● Extracted records:
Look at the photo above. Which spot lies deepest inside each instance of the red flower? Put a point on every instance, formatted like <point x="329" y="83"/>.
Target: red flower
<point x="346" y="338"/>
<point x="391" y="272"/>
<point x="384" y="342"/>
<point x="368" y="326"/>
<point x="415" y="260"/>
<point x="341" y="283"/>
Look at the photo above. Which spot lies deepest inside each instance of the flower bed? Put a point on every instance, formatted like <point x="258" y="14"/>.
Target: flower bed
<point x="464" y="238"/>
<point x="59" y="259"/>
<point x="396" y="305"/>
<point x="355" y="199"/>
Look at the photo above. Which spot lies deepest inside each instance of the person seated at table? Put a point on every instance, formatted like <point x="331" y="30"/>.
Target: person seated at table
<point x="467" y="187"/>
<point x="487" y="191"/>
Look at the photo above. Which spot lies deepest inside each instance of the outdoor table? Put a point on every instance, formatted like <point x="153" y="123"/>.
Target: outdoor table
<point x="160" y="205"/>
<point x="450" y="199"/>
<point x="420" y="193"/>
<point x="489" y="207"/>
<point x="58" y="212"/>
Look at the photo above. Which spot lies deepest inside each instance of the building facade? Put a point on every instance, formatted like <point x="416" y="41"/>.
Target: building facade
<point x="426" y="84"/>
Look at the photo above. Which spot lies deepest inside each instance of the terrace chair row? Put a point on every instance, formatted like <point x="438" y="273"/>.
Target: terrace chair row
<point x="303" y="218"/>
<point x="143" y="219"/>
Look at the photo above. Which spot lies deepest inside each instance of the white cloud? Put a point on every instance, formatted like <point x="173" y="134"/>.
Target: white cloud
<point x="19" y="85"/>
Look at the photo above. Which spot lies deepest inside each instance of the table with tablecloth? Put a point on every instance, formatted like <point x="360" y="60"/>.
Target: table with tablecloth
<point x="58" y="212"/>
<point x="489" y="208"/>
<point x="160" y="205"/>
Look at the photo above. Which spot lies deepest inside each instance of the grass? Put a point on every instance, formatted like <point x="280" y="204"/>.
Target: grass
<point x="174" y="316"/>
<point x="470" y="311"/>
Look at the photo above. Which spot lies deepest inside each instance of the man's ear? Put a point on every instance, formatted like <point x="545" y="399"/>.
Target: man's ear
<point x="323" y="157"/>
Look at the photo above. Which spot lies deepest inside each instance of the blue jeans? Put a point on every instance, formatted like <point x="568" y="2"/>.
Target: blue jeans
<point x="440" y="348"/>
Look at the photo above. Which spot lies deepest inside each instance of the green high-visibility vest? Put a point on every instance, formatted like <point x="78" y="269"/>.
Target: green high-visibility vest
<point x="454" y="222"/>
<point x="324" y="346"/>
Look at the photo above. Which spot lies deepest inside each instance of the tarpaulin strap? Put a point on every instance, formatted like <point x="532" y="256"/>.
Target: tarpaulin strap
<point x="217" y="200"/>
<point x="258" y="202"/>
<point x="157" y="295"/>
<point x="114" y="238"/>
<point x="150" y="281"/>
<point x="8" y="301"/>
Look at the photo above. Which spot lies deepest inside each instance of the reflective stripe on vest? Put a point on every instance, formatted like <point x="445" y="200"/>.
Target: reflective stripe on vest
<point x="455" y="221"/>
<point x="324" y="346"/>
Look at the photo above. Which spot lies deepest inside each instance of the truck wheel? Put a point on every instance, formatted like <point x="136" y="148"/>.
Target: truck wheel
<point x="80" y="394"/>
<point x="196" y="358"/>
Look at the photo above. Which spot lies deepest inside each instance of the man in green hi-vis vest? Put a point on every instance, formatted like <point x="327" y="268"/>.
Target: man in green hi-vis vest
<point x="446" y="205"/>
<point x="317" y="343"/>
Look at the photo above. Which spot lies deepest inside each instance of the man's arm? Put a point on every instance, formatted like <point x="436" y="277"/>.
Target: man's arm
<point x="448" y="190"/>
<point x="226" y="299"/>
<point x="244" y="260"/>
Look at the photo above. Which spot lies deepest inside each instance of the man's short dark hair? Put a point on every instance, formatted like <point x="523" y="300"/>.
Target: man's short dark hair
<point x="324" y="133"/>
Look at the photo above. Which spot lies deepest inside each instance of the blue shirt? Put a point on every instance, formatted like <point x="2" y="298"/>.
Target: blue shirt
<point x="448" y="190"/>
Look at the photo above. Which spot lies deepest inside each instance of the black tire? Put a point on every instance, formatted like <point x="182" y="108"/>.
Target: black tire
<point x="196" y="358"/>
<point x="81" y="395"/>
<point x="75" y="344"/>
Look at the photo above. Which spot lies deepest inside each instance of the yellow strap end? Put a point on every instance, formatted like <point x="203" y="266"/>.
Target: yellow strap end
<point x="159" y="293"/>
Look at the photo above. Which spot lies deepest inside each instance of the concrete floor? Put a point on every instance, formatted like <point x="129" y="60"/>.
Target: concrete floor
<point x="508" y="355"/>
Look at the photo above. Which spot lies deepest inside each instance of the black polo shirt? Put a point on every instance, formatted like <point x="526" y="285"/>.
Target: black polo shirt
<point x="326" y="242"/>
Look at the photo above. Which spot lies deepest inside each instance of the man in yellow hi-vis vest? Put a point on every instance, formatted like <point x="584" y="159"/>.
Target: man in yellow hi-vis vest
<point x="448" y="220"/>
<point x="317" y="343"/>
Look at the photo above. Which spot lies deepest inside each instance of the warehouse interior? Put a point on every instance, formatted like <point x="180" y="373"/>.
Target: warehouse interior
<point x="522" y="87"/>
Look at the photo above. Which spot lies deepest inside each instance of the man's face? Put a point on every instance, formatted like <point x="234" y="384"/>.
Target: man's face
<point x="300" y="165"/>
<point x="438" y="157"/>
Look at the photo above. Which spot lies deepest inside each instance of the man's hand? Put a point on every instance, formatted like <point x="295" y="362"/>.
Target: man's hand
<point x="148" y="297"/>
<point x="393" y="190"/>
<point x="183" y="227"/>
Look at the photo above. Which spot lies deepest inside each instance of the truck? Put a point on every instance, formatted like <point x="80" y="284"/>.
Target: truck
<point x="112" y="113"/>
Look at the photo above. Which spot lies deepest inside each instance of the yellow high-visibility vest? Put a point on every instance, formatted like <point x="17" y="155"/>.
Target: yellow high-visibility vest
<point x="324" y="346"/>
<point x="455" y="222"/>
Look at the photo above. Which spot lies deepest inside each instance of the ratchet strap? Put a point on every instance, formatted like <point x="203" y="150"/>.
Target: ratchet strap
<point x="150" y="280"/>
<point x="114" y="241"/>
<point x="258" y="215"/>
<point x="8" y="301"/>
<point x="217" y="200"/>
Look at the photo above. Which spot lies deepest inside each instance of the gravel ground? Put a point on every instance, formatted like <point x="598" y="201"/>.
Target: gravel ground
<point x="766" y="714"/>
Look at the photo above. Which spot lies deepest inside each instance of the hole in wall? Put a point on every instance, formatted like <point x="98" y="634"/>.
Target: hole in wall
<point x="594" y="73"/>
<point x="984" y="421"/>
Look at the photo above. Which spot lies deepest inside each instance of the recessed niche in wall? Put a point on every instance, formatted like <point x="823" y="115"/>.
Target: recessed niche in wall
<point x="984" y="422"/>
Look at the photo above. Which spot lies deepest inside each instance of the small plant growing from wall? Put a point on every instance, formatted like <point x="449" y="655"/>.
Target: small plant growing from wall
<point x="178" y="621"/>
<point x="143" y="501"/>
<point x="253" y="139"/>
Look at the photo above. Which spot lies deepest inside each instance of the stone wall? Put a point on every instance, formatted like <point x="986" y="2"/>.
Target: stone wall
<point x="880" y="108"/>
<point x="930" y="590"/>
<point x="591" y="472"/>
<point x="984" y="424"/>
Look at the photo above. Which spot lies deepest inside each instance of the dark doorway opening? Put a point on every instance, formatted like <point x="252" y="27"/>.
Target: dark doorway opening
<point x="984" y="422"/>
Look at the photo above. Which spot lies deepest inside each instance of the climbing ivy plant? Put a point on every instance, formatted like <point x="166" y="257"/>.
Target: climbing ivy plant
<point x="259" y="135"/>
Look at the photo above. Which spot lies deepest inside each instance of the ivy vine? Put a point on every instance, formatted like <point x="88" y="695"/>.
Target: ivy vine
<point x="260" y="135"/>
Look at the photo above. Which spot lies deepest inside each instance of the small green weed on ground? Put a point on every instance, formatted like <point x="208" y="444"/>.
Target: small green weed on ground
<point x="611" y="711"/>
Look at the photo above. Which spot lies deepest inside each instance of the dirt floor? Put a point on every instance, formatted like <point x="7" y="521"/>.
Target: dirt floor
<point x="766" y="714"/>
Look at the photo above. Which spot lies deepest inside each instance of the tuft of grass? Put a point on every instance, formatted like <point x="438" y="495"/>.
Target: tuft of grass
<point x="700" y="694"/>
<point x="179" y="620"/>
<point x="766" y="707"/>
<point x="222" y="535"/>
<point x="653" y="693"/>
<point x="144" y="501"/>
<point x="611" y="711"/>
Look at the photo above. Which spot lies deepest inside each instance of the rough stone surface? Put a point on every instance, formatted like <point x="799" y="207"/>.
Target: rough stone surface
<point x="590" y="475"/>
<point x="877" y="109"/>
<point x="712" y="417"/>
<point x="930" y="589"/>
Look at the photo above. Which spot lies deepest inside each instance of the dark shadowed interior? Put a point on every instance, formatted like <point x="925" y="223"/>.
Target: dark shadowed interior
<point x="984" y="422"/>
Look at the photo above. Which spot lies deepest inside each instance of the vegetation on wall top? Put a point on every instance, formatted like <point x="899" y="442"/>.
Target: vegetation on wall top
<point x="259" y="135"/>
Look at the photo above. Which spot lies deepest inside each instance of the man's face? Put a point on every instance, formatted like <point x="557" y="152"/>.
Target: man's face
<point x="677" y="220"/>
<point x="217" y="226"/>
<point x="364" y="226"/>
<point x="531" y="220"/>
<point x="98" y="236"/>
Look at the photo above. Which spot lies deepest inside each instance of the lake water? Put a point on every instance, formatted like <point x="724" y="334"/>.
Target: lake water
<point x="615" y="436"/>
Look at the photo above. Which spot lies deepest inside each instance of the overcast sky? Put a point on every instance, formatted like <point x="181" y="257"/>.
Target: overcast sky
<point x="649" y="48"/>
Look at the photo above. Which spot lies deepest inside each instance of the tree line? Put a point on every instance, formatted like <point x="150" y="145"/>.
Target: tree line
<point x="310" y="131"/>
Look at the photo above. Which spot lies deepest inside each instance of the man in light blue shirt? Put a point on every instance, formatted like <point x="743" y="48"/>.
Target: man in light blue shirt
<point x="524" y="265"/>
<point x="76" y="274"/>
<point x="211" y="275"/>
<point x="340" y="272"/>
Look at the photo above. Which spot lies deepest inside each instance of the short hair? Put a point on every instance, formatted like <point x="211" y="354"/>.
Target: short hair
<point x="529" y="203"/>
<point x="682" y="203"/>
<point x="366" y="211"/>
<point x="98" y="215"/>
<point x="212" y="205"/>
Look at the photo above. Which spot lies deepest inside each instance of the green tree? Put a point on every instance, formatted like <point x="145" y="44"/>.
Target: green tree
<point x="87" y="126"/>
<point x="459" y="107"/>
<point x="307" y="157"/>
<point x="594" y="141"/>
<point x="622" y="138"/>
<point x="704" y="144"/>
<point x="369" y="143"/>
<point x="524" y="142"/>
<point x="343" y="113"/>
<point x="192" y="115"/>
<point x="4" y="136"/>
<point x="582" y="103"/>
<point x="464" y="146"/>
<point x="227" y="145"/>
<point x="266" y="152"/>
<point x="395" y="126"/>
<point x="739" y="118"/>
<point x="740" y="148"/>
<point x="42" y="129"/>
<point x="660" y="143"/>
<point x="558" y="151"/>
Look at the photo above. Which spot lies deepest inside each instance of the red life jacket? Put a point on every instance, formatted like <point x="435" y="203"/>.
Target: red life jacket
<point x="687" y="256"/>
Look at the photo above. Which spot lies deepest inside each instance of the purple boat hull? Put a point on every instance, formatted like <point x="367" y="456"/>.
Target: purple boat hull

● Goal of the exercise:
Starting at the line that contains "the red life", output each remaining line of the listing, the last line included, exactly as it appears.

● Complete answer:
Look at the photo above. Which spot lies deepest inside each instance of the red life jacket? Put a point on every instance, formatted like <point x="435" y="203"/>.
Target: red life jacket
<point x="687" y="256"/>
Look at the photo above. Which spot lies deepest inside each instance of the purple boat hull? Put a point on every instance, formatted like <point x="367" y="456"/>.
Target: purple boat hull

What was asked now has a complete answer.